ACTIVITY — Rename every "clicks" to "points" in the part of the material that opens with its first line and closes with the line containing "positive clicks: (83, 224)". Reproduce only those lines, with nothing else altered.

Top of MATERIAL SUPPLIED

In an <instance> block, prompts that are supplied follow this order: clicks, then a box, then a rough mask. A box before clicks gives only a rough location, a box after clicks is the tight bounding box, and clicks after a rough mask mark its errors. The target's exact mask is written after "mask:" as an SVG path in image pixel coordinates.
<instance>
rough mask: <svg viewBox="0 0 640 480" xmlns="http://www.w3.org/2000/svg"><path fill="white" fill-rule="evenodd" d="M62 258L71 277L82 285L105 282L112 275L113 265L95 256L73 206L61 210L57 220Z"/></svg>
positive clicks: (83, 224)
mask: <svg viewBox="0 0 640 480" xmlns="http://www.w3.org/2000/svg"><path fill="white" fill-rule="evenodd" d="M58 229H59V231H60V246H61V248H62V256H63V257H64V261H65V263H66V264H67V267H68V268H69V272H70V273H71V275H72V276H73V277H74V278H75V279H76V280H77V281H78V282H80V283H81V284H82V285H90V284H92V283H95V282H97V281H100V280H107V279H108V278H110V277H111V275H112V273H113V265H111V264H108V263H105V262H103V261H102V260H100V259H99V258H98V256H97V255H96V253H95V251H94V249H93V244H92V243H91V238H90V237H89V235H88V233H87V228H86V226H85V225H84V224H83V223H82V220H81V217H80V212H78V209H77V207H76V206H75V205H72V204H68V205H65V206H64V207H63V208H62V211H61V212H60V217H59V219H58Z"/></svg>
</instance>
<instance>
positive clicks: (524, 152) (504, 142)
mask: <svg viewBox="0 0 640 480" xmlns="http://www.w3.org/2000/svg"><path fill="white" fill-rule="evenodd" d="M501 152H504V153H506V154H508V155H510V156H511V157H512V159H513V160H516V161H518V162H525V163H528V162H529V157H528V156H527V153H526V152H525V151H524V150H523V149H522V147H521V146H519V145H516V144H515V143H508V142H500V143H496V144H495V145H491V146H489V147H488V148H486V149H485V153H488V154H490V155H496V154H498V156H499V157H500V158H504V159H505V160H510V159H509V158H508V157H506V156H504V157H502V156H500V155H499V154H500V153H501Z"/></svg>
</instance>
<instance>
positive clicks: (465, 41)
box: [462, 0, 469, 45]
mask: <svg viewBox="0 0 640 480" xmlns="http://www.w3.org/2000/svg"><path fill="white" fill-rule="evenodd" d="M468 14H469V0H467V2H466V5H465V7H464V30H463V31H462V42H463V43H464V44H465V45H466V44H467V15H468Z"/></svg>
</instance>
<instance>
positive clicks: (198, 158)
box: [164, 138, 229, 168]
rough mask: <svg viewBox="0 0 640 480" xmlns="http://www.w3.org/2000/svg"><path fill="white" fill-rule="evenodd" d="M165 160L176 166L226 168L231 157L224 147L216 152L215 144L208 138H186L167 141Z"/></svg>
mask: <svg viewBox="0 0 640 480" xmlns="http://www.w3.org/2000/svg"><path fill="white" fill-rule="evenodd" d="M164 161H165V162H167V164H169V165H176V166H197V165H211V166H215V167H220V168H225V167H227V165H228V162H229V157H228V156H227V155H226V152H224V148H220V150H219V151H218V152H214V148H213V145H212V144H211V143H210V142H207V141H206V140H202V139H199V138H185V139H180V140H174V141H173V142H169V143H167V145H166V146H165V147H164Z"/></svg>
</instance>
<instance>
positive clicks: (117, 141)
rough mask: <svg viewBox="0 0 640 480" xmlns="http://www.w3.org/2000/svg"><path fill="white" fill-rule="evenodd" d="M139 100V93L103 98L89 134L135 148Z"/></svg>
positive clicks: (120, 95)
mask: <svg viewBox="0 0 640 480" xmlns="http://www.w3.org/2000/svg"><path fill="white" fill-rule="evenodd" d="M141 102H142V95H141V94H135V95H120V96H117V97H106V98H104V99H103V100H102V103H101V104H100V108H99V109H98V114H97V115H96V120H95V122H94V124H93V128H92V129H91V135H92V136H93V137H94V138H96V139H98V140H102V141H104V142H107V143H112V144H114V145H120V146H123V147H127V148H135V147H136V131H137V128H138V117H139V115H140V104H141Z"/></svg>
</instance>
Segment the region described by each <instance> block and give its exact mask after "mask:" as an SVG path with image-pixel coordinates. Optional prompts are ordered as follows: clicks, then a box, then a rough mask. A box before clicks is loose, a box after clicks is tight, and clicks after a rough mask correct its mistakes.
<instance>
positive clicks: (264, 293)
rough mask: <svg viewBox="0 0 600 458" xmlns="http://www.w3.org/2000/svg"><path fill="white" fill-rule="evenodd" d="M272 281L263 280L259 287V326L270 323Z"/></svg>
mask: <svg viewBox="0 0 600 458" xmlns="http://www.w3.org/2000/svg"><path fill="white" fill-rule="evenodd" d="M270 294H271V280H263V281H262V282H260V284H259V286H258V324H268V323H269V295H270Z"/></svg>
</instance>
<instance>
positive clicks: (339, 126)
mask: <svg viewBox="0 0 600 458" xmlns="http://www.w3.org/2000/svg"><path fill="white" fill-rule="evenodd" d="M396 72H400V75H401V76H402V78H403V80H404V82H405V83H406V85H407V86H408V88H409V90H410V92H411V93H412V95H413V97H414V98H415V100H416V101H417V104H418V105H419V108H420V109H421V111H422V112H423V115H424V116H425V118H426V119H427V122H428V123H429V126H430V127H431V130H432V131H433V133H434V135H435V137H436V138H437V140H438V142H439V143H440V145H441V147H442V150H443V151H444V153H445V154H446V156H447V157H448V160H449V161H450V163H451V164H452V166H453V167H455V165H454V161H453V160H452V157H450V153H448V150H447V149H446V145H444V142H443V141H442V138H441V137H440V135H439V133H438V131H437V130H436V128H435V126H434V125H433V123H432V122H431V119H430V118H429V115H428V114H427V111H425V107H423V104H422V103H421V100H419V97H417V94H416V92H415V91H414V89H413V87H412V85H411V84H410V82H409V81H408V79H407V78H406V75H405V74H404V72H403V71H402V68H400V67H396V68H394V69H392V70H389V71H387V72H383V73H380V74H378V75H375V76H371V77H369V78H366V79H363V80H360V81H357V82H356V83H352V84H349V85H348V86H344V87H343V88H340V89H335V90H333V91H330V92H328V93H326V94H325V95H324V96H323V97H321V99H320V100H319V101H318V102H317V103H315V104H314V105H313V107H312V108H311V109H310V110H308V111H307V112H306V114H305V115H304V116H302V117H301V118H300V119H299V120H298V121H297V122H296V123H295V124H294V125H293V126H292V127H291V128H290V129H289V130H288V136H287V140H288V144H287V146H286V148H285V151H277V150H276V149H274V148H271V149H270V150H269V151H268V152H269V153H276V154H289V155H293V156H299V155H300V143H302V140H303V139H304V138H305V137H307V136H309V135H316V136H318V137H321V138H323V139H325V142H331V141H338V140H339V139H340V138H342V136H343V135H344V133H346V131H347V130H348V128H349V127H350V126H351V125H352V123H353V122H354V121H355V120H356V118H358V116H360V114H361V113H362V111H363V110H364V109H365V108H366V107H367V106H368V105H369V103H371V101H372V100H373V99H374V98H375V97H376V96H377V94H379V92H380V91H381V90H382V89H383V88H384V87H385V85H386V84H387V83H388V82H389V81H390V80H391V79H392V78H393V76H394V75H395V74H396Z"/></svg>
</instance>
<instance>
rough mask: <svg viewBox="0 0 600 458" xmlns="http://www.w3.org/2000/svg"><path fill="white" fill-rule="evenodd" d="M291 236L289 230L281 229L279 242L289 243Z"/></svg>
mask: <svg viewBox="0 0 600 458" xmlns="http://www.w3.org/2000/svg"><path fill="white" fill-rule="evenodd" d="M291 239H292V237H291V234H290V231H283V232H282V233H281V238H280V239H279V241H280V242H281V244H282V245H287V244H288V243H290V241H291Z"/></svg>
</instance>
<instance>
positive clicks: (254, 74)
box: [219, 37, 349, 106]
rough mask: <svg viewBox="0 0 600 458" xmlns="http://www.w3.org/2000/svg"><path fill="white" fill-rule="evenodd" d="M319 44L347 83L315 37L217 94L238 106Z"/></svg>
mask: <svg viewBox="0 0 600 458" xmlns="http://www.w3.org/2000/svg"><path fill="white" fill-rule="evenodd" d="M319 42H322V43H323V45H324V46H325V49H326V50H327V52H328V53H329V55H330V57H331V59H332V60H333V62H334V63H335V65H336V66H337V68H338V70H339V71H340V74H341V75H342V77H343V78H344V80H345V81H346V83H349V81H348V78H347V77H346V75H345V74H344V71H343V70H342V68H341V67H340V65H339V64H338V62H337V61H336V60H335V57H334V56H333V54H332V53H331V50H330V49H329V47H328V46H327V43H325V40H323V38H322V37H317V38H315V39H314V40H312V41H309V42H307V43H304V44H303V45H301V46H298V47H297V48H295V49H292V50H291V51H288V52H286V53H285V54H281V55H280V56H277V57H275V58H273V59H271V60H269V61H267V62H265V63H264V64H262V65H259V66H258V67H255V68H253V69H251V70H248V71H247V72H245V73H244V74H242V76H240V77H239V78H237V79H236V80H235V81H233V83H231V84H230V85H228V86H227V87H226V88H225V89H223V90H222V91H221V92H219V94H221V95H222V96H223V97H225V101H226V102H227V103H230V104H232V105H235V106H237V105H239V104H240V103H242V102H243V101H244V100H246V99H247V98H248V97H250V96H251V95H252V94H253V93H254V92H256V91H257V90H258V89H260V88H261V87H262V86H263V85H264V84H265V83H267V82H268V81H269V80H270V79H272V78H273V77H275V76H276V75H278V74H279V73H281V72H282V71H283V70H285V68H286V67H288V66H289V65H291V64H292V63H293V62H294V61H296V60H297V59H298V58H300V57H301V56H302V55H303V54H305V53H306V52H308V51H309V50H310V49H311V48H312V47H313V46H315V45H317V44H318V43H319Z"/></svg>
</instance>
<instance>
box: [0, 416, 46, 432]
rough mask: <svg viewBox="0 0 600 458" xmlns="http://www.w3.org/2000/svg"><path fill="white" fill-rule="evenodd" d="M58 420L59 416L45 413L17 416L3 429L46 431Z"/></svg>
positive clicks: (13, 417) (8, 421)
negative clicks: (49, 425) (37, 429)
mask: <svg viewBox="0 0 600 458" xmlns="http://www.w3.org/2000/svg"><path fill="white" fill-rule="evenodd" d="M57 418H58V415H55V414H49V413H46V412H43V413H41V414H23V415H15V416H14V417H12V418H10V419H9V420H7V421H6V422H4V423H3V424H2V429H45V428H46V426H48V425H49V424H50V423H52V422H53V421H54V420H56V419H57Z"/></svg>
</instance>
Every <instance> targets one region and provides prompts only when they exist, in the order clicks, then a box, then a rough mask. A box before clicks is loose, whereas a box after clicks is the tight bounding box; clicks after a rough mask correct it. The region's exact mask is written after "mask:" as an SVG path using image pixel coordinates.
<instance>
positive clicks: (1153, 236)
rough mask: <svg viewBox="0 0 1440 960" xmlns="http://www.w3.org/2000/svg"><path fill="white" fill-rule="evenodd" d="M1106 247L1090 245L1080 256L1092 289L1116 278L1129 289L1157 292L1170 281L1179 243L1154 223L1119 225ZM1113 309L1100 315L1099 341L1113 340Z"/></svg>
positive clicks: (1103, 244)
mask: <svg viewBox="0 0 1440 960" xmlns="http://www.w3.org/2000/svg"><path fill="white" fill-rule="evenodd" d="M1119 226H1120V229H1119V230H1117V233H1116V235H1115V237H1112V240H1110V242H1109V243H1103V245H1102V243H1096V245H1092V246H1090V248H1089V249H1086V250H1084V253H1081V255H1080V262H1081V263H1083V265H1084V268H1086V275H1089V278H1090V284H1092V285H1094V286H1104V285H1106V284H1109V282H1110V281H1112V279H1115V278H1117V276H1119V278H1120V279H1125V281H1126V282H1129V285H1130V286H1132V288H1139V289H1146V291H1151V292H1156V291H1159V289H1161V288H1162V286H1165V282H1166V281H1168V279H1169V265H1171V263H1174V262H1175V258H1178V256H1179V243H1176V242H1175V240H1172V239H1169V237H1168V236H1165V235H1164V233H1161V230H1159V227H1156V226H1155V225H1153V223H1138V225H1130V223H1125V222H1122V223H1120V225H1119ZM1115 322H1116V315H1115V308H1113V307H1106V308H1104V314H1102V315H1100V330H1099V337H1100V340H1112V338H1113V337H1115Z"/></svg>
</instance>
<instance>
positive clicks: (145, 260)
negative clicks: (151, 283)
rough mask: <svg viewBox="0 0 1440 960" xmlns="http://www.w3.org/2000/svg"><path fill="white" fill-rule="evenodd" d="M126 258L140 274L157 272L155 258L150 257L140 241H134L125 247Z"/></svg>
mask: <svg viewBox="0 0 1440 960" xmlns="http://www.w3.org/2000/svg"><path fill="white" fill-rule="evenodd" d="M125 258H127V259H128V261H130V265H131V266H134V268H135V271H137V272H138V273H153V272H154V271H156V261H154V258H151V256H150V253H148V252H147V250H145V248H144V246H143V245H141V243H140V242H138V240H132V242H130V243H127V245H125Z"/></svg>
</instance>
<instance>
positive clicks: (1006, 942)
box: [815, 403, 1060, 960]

Bottom of MATERIAL SUPPLIED

SOLUTION —
In an <instance> block, prompts that are supplied follow this order: points, then a box, then a rough mask. A box before points gives only a rough location, a box after points is the tight bounding box, and points after a rough mask mark its errors. The target's exact mask is written after "mask:" as an SVG path in image pixel coordinates.
<instance>
rough mask: <svg viewBox="0 0 640 480" xmlns="http://www.w3.org/2000/svg"><path fill="white" fill-rule="evenodd" d="M62 258L71 277L82 285L105 282L112 275L113 265L95 256L73 206L61 210L57 220Z"/></svg>
positive points: (83, 224)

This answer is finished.